What is needed: Select and copy every line that contains the string "target". Case counts.

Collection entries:
- - - - -

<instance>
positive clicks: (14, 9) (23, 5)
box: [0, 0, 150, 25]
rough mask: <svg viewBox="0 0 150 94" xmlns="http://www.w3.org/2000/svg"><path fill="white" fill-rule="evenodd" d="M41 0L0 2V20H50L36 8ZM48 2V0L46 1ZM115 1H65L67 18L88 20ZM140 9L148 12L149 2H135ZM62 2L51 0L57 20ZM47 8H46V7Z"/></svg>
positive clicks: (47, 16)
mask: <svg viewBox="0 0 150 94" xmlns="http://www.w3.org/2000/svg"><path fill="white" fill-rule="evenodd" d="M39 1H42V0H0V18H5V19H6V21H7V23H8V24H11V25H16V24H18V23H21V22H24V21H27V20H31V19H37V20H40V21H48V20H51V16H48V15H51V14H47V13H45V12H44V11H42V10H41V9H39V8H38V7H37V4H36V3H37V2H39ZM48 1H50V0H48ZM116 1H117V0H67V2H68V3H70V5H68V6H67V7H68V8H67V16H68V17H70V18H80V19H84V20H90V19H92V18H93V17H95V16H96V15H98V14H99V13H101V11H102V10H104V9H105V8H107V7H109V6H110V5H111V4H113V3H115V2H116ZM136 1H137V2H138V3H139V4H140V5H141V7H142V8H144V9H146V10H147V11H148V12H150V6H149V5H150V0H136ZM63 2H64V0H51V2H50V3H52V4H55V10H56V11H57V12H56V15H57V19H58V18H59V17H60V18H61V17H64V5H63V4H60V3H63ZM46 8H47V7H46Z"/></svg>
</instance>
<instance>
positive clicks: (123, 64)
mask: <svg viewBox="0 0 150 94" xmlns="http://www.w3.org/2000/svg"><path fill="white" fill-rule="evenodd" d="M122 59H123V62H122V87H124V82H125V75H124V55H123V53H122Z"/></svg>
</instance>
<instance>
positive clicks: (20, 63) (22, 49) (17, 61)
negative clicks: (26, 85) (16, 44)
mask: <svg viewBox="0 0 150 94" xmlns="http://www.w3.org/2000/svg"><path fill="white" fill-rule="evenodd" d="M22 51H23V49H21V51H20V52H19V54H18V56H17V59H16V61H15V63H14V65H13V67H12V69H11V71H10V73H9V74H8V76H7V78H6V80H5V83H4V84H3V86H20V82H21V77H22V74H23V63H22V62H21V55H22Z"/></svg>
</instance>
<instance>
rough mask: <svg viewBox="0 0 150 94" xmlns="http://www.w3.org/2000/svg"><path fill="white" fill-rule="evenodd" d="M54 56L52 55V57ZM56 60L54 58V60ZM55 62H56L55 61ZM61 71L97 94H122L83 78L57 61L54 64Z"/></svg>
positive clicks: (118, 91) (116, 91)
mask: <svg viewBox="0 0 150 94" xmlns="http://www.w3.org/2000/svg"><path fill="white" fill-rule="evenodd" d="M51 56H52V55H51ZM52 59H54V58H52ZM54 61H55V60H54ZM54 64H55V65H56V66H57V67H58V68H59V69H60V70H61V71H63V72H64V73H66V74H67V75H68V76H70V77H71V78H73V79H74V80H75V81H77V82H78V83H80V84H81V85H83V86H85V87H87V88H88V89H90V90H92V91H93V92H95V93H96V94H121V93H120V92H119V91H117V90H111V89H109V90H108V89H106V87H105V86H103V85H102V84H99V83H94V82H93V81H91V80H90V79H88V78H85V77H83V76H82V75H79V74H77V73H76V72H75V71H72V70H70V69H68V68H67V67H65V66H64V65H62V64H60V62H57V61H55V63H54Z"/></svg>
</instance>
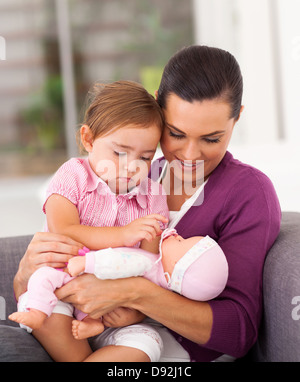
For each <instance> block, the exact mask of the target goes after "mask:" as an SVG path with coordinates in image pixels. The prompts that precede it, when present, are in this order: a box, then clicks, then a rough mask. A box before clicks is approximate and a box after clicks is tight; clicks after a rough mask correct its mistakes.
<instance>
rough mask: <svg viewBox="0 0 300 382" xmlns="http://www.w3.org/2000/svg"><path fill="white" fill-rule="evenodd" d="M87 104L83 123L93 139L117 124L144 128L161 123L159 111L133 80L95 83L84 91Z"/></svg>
mask: <svg viewBox="0 0 300 382" xmlns="http://www.w3.org/2000/svg"><path fill="white" fill-rule="evenodd" d="M88 99H89V101H88V103H89V105H88V107H87V109H86V112H85V116H84V120H83V123H82V124H83V125H88V126H89V128H90V130H91V132H92V134H93V139H96V138H98V137H99V136H104V135H107V134H109V133H111V132H112V131H115V130H117V129H119V128H122V127H125V126H128V125H134V126H136V127H141V128H147V127H149V126H151V125H157V126H158V127H159V128H160V129H161V130H162V129H163V126H164V119H163V112H162V110H161V108H160V106H159V105H158V103H157V102H156V100H155V99H154V97H153V96H152V95H150V94H149V93H148V92H147V91H146V90H145V89H144V87H143V86H142V85H140V84H138V83H136V82H133V81H116V82H113V83H109V84H101V83H96V84H95V85H94V86H93V88H92V89H91V91H90V92H89V93H88Z"/></svg>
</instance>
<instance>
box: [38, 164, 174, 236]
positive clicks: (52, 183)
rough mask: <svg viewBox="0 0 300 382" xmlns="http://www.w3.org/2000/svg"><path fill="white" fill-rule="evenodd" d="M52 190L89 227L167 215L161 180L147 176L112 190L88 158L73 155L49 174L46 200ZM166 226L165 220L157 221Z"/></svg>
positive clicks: (82, 222) (167, 211) (163, 227)
mask: <svg viewBox="0 0 300 382" xmlns="http://www.w3.org/2000/svg"><path fill="white" fill-rule="evenodd" d="M52 194H58V195H61V196H64V197H65V198H67V199H68V200H70V201H71V202H72V203H73V204H74V205H75V206H76V207H77V210H78V213H79V218H80V224H82V225H87V226H92V227H121V226H124V225H127V224H129V223H130V222H132V221H133V220H135V219H138V218H140V217H143V216H146V215H149V214H152V213H157V214H161V215H163V216H165V217H167V218H169V212H168V206H167V198H166V194H165V192H164V190H163V188H162V186H161V185H160V184H158V183H157V182H154V181H153V180H151V179H150V178H146V179H145V180H143V181H142V182H141V184H140V185H139V186H137V187H135V188H134V189H133V190H131V191H130V192H129V193H127V194H115V193H113V192H112V191H111V190H110V188H109V186H108V185H107V184H106V183H105V182H104V181H103V180H102V179H101V178H100V177H98V176H97V175H96V174H95V172H94V171H93V170H92V168H91V167H90V164H89V161H88V159H87V158H72V159H70V160H69V161H67V162H66V163H64V164H63V165H62V166H61V167H60V168H59V169H58V170H57V172H56V173H55V175H54V177H53V178H52V180H51V182H50V184H49V186H48V189H47V193H46V201H45V203H44V206H43V211H44V212H45V213H46V211H45V205H46V202H47V199H48V198H49V197H50V196H51V195H52ZM160 225H161V228H162V229H165V228H166V227H167V225H166V224H163V223H160Z"/></svg>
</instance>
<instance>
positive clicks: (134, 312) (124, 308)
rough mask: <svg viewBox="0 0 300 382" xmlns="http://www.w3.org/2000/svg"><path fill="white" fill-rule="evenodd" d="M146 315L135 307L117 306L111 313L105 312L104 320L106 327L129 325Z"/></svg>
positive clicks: (131, 324)
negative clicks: (136, 308)
mask: <svg viewBox="0 0 300 382" xmlns="http://www.w3.org/2000/svg"><path fill="white" fill-rule="evenodd" d="M145 317H146V316H145V315H144V314H143V313H141V312H139V311H138V310H135V309H130V308H122V307H121V308H116V309H115V310H113V311H112V312H110V313H107V314H104V316H103V317H102V322H103V324H104V325H105V326H106V327H109V328H118V327H121V326H128V325H133V324H137V323H139V322H141V321H143V319H144V318H145Z"/></svg>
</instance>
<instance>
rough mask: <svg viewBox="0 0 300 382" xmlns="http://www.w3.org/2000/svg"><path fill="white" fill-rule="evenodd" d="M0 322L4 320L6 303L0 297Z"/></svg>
mask: <svg viewBox="0 0 300 382" xmlns="http://www.w3.org/2000/svg"><path fill="white" fill-rule="evenodd" d="M0 320H6V302H5V298H4V297H2V296H0Z"/></svg>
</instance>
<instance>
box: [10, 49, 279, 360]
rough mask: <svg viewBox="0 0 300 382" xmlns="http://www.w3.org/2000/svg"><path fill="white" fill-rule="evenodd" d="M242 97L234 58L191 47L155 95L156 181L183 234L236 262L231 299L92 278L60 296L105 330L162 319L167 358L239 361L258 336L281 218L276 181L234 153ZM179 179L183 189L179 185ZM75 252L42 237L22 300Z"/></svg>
mask: <svg viewBox="0 0 300 382" xmlns="http://www.w3.org/2000/svg"><path fill="white" fill-rule="evenodd" d="M242 91H243V81H242V75H241V73H240V69H239V66H238V64H237V62H236V60H235V59H234V57H233V56H232V55H231V54H229V53H228V52H226V51H223V50H220V49H216V48H209V47H204V46H191V47H188V48H185V49H183V50H181V51H180V52H178V53H177V54H175V55H174V56H173V57H172V58H171V59H170V61H169V62H168V64H167V65H166V68H165V70H164V73H163V76H162V80H161V84H160V87H159V90H158V93H157V101H158V103H159V104H160V106H161V107H162V109H163V111H164V114H165V120H166V126H165V129H164V132H163V135H162V139H161V148H162V151H163V154H164V158H163V159H161V160H159V161H157V162H155V163H154V164H153V166H152V175H153V174H159V175H160V179H159V181H161V182H162V184H163V185H164V186H165V188H166V189H167V190H168V206H169V209H170V211H171V225H172V226H173V227H174V226H175V228H176V230H177V232H178V234H180V235H181V236H183V237H184V238H188V237H191V236H198V235H209V236H210V237H212V238H213V239H214V240H216V241H217V242H218V244H219V245H220V246H221V248H222V249H223V251H224V253H225V255H226V257H227V261H228V265H229V279H228V283H227V286H226V288H225V290H224V292H223V293H222V294H221V295H220V296H219V297H218V298H216V299H214V300H212V301H209V302H197V301H192V300H188V299H186V298H185V297H182V296H179V295H177V294H175V293H172V292H170V291H167V290H164V289H162V288H160V287H158V286H157V285H154V284H153V283H151V282H149V281H148V280H145V279H143V278H129V279H123V280H115V281H112V280H106V281H101V280H98V279H95V278H94V277H93V276H90V275H82V276H80V277H79V278H77V279H76V280H74V281H72V282H70V283H69V284H67V285H66V286H64V287H63V288H61V289H59V290H58V291H57V296H58V298H59V299H62V300H64V301H67V302H71V303H73V304H74V305H75V306H76V307H77V308H79V309H80V310H82V311H84V312H86V313H88V314H90V315H91V317H93V318H97V317H100V316H102V315H103V314H107V315H106V324H107V326H119V325H122V324H128V323H131V322H134V321H138V320H139V319H141V318H142V317H144V316H147V317H150V318H152V319H154V320H156V321H158V322H159V323H161V324H162V325H164V326H165V327H167V328H168V329H169V330H166V329H164V330H165V332H164V333H167V334H166V341H172V339H170V337H171V336H170V331H171V332H172V334H173V336H174V337H173V336H172V337H171V338H175V339H176V342H174V343H173V344H172V345H170V346H165V348H167V349H168V351H169V353H171V354H170V357H169V356H167V355H166V356H165V358H164V359H166V360H172V359H182V360H191V361H212V360H216V359H218V358H219V357H221V356H222V355H224V354H225V355H230V356H231V357H234V358H239V357H242V356H244V355H245V354H246V353H247V352H248V350H249V349H250V348H251V346H252V345H253V344H254V343H255V341H256V338H257V332H258V327H259V323H260V318H261V313H262V270H263V264H264V260H265V256H266V254H267V252H268V250H269V249H270V248H271V246H272V244H273V242H274V241H275V239H276V237H277V235H278V233H279V228H280V219H281V213H280V206H279V203H278V199H277V196H276V193H275V191H274V188H273V186H272V184H271V182H270V180H269V179H268V178H267V177H266V176H265V175H264V174H262V173H261V172H260V171H258V170H256V169H254V168H252V167H250V166H247V165H244V164H242V163H241V162H239V161H237V160H235V159H233V157H232V155H231V154H230V153H229V152H227V147H228V144H229V142H230V138H231V135H232V132H233V128H234V126H235V124H236V122H237V121H238V119H239V117H240V114H241V112H242V109H243V107H242V106H241V100H242ZM165 160H166V161H167V162H169V163H172V166H170V172H169V174H170V176H164V173H165V172H164V171H156V169H157V166H158V167H159V170H161V169H162V168H163V163H164V161H165ZM199 160H200V161H204V162H203V163H204V182H202V184H201V185H200V186H199V184H198V186H197V187H194V188H189V190H188V191H190V190H191V189H193V190H194V191H193V192H194V194H193V195H192V196H191V194H190V192H187V190H186V188H185V187H184V184H183V183H184V180H185V179H186V178H185V177H183V176H182V175H183V174H186V173H187V174H188V179H189V182H190V183H191V184H195V183H196V182H197V181H198V180H199V179H198V175H197V174H198V169H199V165H198V163H199V162H197V161H199ZM178 179H181V180H180V181H181V183H182V186H183V187H182V188H181V191H182V192H178V190H177V188H176V186H175V185H176V184H178ZM198 183H199V182H198ZM78 248H80V244H79V243H75V242H72V241H71V240H69V239H67V238H64V237H60V236H56V235H52V234H48V233H44V234H38V235H36V236H35V237H34V239H33V241H32V243H31V244H30V246H29V247H28V250H27V252H26V254H25V255H24V257H23V259H22V261H21V263H20V268H19V271H18V273H17V275H16V278H15V293H16V296H18V295H19V294H20V293H21V292H22V291H24V289H25V288H26V283H27V279H28V277H29V275H30V274H31V273H32V271H33V270H34V269H36V268H37V267H39V266H42V265H51V266H61V263H62V262H65V261H68V259H69V258H70V256H72V255H75V254H76V253H77V251H78ZM121 307H123V309H121ZM124 308H125V309H124ZM111 311H114V312H113V313H112V314H108V313H109V312H111ZM49 320H50V319H49ZM50 324H51V323H50ZM50 324H49V325H50ZM37 338H38V336H37ZM172 357H173V358H172ZM221 359H222V358H221ZM91 360H92V359H91Z"/></svg>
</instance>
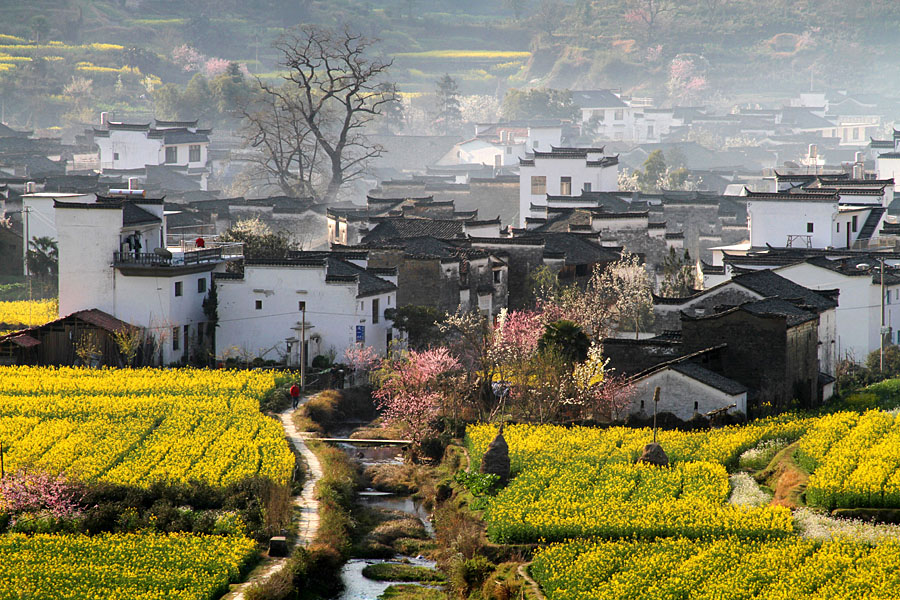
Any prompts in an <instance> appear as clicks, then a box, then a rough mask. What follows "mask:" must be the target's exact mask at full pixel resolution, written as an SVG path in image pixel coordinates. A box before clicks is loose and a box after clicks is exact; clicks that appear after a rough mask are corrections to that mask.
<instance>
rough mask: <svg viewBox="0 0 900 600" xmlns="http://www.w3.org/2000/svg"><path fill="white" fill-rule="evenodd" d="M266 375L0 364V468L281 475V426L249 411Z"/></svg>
mask: <svg viewBox="0 0 900 600" xmlns="http://www.w3.org/2000/svg"><path fill="white" fill-rule="evenodd" d="M274 385H275V381H274V375H273V374H272V373H270V372H247V371H224V370H223V371H209V370H198V369H112V370H106V369H104V370H92V369H80V368H60V369H54V368H40V367H3V368H0V441H2V442H3V446H4V449H5V460H6V468H7V469H17V468H20V467H36V468H40V469H43V470H47V471H51V472H65V473H67V474H68V475H69V476H72V477H75V478H78V479H82V480H85V481H94V480H101V481H109V482H113V483H119V484H130V485H137V486H148V485H150V484H151V483H153V482H155V481H172V482H186V481H190V480H197V481H203V482H206V483H209V484H211V485H227V484H229V483H233V482H235V481H238V480H240V479H243V478H245V477H250V476H255V475H261V476H264V477H268V478H270V479H272V480H273V481H276V482H279V483H286V482H287V481H289V480H290V477H291V474H292V471H293V466H294V456H293V454H292V452H291V451H290V449H289V448H288V446H287V443H286V441H285V439H284V432H283V430H282V428H281V425H280V424H279V423H277V422H276V421H275V420H273V419H271V418H268V417H265V416H264V415H262V414H261V413H260V412H259V399H260V398H261V397H262V395H263V394H265V392H266V391H267V390H269V389H271V388H272V387H274Z"/></svg>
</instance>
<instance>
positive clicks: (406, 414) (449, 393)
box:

- - - - -

Reply:
For each <instance> block, the exact mask of the target goes after "mask:" as an SVG path with coordinates in image pixels. The prompts that precede it, when present, are in this order: a box, then clicks, then a rough mask. A box before clicks is approximate and a box after clicks is tight; clicks after a rough mask correct its mistakes.
Any prompts in an <instance> appear as clicks, then a box, then a rough mask. What follows "mask:" must be the target's exact mask at full pixel resolution, written as an SVG path in image pixel coordinates. A box before clicks is loose and a box after clicks is exact; clicks that appear after a rough mask are corrections to that mask.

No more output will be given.